(MATERIALS PROVIDED)

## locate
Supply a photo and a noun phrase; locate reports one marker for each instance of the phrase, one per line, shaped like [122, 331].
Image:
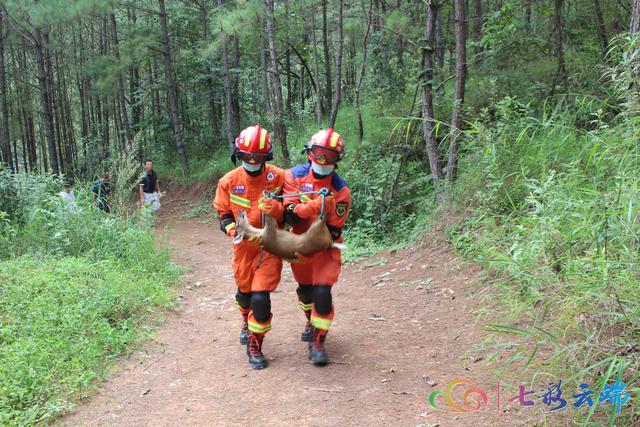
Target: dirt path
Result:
[403, 321]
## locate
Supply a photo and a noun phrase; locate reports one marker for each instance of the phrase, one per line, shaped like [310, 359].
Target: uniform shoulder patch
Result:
[299, 171]
[338, 182]
[341, 208]
[238, 189]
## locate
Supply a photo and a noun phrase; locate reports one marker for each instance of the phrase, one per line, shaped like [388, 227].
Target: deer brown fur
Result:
[283, 243]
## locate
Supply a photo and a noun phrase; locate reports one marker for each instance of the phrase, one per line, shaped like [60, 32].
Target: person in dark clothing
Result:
[150, 187]
[101, 192]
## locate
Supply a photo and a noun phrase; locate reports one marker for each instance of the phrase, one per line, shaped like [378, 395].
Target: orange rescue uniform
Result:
[322, 268]
[254, 269]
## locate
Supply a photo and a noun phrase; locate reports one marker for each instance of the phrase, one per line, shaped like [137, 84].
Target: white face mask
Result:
[252, 168]
[322, 170]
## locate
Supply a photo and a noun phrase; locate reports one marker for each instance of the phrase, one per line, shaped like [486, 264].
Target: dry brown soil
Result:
[404, 327]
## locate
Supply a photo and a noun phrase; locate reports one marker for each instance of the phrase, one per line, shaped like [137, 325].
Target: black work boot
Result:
[244, 332]
[317, 353]
[307, 334]
[254, 351]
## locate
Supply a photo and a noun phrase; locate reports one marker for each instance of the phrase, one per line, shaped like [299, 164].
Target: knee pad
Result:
[261, 306]
[243, 299]
[322, 300]
[305, 293]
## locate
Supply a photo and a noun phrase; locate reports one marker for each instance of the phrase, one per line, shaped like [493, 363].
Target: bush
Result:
[555, 216]
[76, 285]
[63, 321]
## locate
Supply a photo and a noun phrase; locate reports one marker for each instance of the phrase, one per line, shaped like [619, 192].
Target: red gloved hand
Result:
[231, 229]
[299, 258]
[329, 206]
[273, 208]
[313, 207]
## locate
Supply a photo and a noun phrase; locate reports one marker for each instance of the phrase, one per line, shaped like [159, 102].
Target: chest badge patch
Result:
[341, 208]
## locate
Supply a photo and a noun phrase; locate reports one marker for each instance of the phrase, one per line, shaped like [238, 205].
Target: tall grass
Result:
[76, 287]
[555, 216]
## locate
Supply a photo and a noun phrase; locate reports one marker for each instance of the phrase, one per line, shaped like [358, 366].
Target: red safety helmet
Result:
[253, 145]
[326, 147]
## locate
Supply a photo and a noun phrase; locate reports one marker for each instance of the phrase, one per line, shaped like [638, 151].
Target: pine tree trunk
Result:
[4, 134]
[338, 81]
[235, 81]
[477, 31]
[314, 42]
[45, 102]
[264, 75]
[562, 72]
[227, 87]
[280, 129]
[213, 114]
[361, 71]
[428, 116]
[327, 57]
[171, 88]
[635, 18]
[440, 47]
[600, 27]
[124, 116]
[461, 77]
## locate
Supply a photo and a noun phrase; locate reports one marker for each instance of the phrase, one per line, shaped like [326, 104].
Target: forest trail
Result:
[403, 328]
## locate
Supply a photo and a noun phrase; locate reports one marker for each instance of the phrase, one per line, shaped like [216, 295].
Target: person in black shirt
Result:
[150, 187]
[101, 192]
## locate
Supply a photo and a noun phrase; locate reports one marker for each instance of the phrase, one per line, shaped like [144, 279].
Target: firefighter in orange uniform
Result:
[256, 272]
[317, 273]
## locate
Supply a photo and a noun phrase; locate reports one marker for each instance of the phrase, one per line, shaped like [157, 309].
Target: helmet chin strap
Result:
[251, 167]
[322, 170]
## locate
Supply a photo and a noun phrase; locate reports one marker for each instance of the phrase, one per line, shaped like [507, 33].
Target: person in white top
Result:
[68, 196]
[150, 187]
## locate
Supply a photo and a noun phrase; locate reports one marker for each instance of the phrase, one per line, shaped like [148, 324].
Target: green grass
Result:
[64, 321]
[78, 288]
[554, 220]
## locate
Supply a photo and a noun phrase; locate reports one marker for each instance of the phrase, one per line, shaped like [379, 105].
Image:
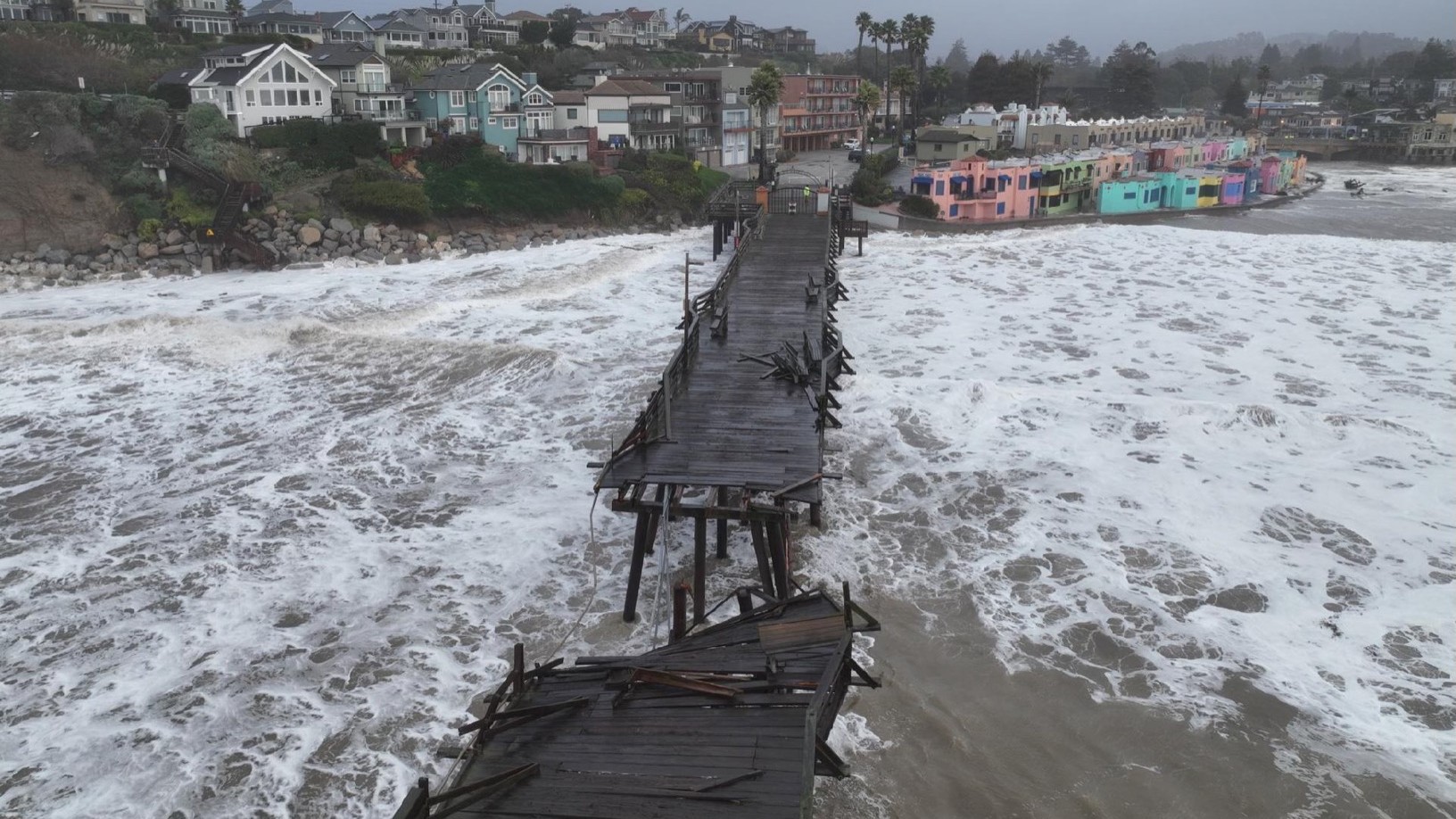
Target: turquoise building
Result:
[483, 99]
[1179, 191]
[1133, 194]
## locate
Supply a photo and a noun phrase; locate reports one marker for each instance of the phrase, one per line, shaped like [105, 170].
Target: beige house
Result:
[951, 143]
[133, 12]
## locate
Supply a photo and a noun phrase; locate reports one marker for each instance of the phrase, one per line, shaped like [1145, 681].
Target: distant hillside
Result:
[1251, 44]
[110, 59]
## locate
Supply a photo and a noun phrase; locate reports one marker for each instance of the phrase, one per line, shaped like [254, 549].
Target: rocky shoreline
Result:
[297, 242]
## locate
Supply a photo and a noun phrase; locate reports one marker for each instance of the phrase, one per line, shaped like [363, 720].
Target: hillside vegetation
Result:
[110, 59]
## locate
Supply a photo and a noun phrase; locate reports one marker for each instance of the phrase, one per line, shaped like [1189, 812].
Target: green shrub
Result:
[149, 228]
[453, 151]
[186, 211]
[486, 184]
[922, 207]
[870, 188]
[373, 191]
[313, 143]
[393, 200]
[633, 202]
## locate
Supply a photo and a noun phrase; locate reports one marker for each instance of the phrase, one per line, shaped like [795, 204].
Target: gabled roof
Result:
[945, 136]
[241, 50]
[278, 18]
[178, 76]
[269, 6]
[237, 75]
[467, 76]
[331, 20]
[391, 23]
[341, 55]
[625, 87]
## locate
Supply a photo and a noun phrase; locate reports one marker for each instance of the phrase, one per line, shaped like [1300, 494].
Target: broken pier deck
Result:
[730, 722]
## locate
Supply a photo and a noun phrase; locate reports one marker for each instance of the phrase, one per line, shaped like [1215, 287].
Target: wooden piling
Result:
[635, 573]
[778, 557]
[760, 551]
[744, 600]
[679, 614]
[699, 566]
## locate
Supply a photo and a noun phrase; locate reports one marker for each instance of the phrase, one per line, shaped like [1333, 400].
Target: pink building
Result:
[1269, 175]
[1232, 188]
[1165, 156]
[979, 190]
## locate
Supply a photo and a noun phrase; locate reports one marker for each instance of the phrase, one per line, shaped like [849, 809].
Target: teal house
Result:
[488, 101]
[1179, 191]
[1131, 194]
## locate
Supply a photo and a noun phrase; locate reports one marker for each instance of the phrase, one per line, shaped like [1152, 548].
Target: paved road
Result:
[824, 165]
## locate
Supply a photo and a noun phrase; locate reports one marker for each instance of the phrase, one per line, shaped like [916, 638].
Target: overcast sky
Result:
[1098, 25]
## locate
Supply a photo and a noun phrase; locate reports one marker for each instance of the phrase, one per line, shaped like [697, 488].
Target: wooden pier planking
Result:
[661, 749]
[730, 426]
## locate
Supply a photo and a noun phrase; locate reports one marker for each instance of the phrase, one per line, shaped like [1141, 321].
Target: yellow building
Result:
[1209, 188]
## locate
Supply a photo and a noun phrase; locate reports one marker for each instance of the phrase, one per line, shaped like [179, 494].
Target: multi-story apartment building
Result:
[788, 39]
[696, 108]
[817, 111]
[258, 85]
[202, 16]
[281, 22]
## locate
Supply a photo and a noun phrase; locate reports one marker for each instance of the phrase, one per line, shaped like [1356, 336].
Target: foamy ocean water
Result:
[264, 535]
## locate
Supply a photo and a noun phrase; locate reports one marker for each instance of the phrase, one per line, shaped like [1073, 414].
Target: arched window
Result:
[500, 96]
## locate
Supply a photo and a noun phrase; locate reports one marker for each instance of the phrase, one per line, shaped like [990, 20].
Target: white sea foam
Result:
[1159, 458]
[265, 534]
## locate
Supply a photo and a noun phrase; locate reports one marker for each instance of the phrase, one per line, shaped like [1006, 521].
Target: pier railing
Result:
[656, 421]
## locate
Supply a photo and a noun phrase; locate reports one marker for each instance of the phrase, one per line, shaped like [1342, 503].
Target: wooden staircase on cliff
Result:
[233, 197]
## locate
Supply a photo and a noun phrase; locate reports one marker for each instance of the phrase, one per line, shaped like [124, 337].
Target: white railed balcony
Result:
[391, 115]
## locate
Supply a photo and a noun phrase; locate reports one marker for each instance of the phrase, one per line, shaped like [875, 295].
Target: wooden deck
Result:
[735, 429]
[730, 722]
[728, 425]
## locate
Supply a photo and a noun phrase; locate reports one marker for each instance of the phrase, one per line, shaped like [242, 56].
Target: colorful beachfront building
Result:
[1230, 190]
[1211, 184]
[1179, 188]
[1110, 181]
[979, 190]
[1131, 194]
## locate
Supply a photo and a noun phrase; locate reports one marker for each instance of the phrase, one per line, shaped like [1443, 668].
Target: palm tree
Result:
[1040, 73]
[1264, 75]
[889, 36]
[919, 47]
[938, 79]
[866, 103]
[902, 82]
[765, 87]
[875, 32]
[862, 22]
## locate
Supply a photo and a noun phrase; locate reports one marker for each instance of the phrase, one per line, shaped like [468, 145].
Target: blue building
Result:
[490, 101]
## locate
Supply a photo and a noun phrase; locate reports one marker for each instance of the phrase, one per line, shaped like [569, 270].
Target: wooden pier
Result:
[730, 722]
[735, 430]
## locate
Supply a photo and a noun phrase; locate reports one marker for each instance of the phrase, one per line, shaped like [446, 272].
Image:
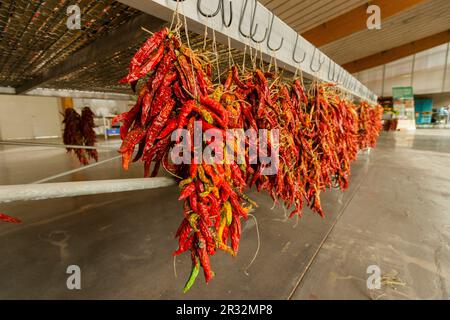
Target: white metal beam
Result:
[315, 65]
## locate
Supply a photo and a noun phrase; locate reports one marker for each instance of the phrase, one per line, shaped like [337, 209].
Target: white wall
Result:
[428, 72]
[28, 117]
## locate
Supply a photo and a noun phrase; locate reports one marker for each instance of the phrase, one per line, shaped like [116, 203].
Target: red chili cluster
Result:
[79, 131]
[318, 138]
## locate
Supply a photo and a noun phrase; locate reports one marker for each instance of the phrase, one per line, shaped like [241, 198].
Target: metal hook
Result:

(End MATERIALS PROVIDED)

# WORK REQUEST:
Search the data for the string "building" and say how many lines include it, giving only the number.

# SOLUTION TO THE EXERCISE:
6